What this exercise asks:
1. In the North 24 Kaatham review, who directed the film?
2. Summarize the North 24 Kaatham review in two sentences.
3. According to the North 24 Kaatham review, in what ways has Fahadh Faasil never ceased to surprise the reviewer? List them all.

*** Text under study ***

North 24 Kaatham, Anil Radhakrishnan Menon’s directorial debut, for all its warmth, is slightly perplexing while dealing with its core theme of a man’s transformation. The movie was praised for its brave attempt at something so different and real. However, it was Fafa’s brilliant acting that sealed the deal for me. Fahadh Faasil has never ceased to surprise me, be it with his versatility or his body transformation for each character or the daring he shows in the selection of scripts. North 24 Kaatham is a yet another testament to this. This movie really drove Fafa’s face into our hearts. His ability to adapt, express and impress is clearly showcased in North 24 Kaatham. The film is about a nerdy techie named Hari who seeks periodic medical attention for his obsessive compulsive disorder that is accompanied by this heightened sense of hygiene and ignorance to fellow beings. Fahadh fits into this role brilliantly, his mouth sealed as though for eternity and his face drained of the last trace of tenderness.

*** Dataset ***

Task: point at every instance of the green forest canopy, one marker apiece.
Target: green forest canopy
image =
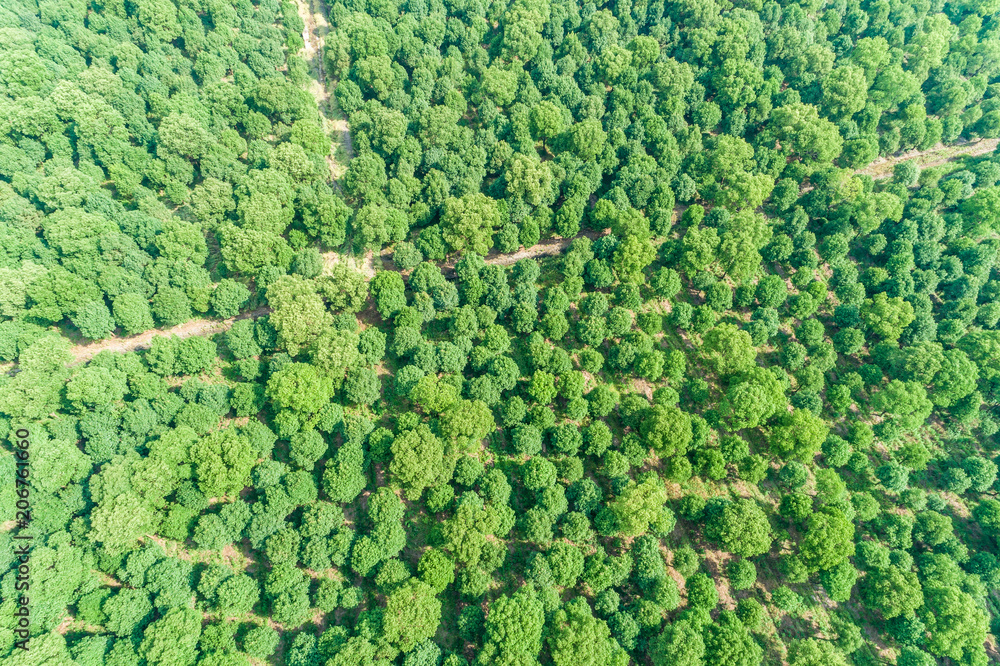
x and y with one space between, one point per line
749 415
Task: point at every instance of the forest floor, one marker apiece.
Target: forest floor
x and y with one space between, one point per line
85 352
316 27
938 155
313 14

***

Answers for the exercise:
1. Anil Radhakrishnan Menon, in his directorial debut.

2. The review finds Anil Radhakrishnan Menon's warm debut film slightly perplexing in its treatment of a man's transformation, though the movie was praised for attempting something different and real. What won the reviewer over was Fahadh Faasil's brilliant acting as Hari, a nerdy techie with obsessive compulsive disorder, a heightened sense of hygiene and ignorance of fellow beings.

3.
- His versatility
- His body transformation for each character
- The daring he shows in the selection of scripts